• Provided entries:
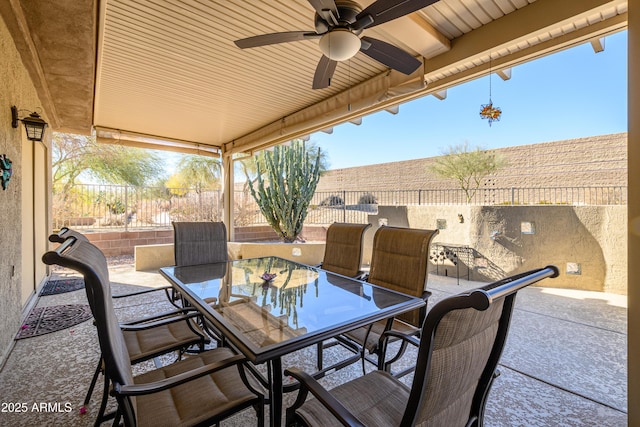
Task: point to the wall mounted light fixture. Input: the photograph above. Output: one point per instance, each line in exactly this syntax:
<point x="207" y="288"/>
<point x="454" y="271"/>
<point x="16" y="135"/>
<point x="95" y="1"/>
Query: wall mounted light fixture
<point x="33" y="124"/>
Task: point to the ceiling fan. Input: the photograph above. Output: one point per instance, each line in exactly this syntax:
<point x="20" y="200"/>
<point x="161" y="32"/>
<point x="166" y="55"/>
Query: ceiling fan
<point x="338" y="25"/>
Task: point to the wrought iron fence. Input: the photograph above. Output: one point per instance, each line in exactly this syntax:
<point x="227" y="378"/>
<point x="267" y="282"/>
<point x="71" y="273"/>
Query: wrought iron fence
<point x="123" y="207"/>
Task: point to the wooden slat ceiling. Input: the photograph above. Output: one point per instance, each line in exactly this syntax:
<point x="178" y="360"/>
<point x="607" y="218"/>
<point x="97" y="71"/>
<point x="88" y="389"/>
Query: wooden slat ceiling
<point x="169" y="70"/>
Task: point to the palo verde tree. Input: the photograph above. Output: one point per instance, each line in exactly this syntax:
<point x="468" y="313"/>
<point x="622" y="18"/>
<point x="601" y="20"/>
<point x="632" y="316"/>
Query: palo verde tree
<point x="201" y="173"/>
<point x="467" y="166"/>
<point x="75" y="155"/>
<point x="286" y="179"/>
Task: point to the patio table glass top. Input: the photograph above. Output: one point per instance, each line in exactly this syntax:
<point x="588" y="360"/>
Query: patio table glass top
<point x="298" y="306"/>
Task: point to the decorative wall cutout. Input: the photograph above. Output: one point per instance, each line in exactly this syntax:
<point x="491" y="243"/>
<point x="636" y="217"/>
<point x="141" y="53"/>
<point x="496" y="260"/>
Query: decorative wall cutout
<point x="574" y="268"/>
<point x="527" y="227"/>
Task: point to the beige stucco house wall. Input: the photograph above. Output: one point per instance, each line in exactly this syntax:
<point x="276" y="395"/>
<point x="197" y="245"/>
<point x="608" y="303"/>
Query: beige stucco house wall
<point x="22" y="228"/>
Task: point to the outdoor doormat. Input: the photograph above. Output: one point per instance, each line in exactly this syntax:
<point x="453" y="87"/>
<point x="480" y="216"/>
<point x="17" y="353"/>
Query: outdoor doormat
<point x="43" y="320"/>
<point x="59" y="286"/>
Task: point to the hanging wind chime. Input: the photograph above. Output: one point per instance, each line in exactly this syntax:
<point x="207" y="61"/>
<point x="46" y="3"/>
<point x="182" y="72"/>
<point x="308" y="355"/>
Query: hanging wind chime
<point x="488" y="111"/>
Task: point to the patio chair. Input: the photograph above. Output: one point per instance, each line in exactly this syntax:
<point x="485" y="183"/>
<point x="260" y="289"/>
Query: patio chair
<point x="399" y="262"/>
<point x="201" y="389"/>
<point x="198" y="243"/>
<point x="462" y="340"/>
<point x="66" y="232"/>
<point x="342" y="255"/>
<point x="343" y="249"/>
<point x="146" y="338"/>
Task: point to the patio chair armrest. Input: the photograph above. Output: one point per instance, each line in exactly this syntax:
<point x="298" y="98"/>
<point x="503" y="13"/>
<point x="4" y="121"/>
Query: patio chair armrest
<point x="166" y="315"/>
<point x="411" y="339"/>
<point x="167" y="383"/>
<point x="142" y="292"/>
<point x="309" y="384"/>
<point x="142" y="325"/>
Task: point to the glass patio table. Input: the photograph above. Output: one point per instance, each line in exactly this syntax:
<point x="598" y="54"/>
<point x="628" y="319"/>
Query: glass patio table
<point x="269" y="307"/>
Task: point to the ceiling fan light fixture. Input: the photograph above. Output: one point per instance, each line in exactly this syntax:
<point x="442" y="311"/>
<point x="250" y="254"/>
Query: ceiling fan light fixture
<point x="340" y="44"/>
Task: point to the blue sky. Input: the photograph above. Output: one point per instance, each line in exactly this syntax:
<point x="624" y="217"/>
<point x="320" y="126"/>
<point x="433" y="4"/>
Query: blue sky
<point x="571" y="94"/>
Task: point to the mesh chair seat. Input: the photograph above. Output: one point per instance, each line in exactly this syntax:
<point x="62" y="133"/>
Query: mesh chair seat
<point x="371" y="338"/>
<point x="149" y="343"/>
<point x="399" y="262"/>
<point x="376" y="399"/>
<point x="197" y="401"/>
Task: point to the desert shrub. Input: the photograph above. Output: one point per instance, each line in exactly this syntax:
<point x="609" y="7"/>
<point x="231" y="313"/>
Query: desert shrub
<point x="332" y="200"/>
<point x="367" y="199"/>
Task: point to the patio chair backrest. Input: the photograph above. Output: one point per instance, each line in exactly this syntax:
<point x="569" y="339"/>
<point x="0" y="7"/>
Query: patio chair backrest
<point x="88" y="260"/>
<point x="399" y="262"/>
<point x="343" y="248"/>
<point x="461" y="343"/>
<point x="198" y="243"/>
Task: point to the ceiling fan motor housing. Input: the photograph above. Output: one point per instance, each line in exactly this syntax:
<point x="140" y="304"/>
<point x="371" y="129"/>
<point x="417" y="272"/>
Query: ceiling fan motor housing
<point x="347" y="12"/>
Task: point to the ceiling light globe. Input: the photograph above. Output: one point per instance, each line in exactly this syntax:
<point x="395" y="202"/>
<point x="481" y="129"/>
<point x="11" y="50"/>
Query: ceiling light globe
<point x="339" y="44"/>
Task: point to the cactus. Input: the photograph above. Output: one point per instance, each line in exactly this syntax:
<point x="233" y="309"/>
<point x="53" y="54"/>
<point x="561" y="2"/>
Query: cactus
<point x="286" y="181"/>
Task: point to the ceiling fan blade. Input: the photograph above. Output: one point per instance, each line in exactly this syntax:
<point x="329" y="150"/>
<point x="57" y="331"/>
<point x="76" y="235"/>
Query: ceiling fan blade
<point x="275" y="38"/>
<point x="324" y="71"/>
<point x="326" y="9"/>
<point x="383" y="11"/>
<point x="389" y="55"/>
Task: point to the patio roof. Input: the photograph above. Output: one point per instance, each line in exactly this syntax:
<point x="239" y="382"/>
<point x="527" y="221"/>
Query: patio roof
<point x="166" y="73"/>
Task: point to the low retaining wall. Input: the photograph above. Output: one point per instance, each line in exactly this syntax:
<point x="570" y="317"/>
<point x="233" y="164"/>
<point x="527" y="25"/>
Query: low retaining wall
<point x="587" y="243"/>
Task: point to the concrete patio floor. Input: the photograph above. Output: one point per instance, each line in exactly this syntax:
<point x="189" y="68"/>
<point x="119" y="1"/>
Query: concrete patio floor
<point x="565" y="362"/>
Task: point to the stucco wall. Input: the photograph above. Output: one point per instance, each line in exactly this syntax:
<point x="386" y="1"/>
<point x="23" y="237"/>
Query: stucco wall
<point x="593" y="237"/>
<point x="15" y="89"/>
<point x="594" y="161"/>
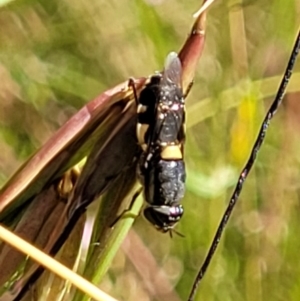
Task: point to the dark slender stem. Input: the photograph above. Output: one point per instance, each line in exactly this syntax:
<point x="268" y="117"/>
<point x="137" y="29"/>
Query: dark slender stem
<point x="243" y="175"/>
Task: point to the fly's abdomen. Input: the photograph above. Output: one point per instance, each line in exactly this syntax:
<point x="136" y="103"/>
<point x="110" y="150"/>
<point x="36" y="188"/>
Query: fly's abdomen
<point x="164" y="181"/>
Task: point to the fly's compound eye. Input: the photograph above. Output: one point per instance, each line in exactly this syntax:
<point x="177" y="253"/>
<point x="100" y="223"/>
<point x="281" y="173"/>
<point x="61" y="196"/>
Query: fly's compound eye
<point x="164" y="218"/>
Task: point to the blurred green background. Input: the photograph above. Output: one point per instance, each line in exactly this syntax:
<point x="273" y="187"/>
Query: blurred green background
<point x="55" y="56"/>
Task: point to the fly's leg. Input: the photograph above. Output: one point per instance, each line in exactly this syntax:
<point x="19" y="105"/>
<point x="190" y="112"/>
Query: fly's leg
<point x="131" y="84"/>
<point x="128" y="212"/>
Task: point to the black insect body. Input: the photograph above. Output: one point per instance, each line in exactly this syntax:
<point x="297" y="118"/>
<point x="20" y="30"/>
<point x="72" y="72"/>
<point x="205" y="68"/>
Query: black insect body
<point x="160" y="132"/>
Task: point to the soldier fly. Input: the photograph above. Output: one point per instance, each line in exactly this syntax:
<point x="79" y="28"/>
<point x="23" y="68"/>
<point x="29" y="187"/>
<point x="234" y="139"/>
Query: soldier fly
<point x="160" y="132"/>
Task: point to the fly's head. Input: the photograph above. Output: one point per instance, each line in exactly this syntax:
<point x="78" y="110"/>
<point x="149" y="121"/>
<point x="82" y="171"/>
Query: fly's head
<point x="164" y="218"/>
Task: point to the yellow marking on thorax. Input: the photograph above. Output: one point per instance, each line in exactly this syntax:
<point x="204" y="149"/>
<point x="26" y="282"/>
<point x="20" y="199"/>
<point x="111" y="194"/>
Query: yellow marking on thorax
<point x="171" y="152"/>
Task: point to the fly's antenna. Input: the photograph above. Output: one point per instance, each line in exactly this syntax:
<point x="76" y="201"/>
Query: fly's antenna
<point x="243" y="175"/>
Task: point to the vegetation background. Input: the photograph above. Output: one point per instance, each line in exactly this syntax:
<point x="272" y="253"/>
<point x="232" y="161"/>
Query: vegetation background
<point x="55" y="56"/>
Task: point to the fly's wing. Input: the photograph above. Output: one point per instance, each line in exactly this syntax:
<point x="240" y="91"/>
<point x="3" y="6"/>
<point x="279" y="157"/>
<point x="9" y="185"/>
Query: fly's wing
<point x="172" y="71"/>
<point x="169" y="116"/>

• Exercise instructions: Each line from the first line of the records through the line containing "Task: point to the ceiling fan." must be reproduced exactly, with both ends included and all pictures omitted; nothing else belongs in the answer.

• Reply:
Task: point to the wall mounted light fixture. Input: the photograph above. Output: one point per instance, each line in exactly this syntax:
<point x="207" y="288"/>
<point x="454" y="271"/>
<point x="16" y="135"/>
<point x="95" y="1"/>
Query: wall mounted light fixture
<point x="33" y="124"/>
Task: point to the ceiling fan. Input: the photograph above. Output: one point per instance, each line in exactly this syntax:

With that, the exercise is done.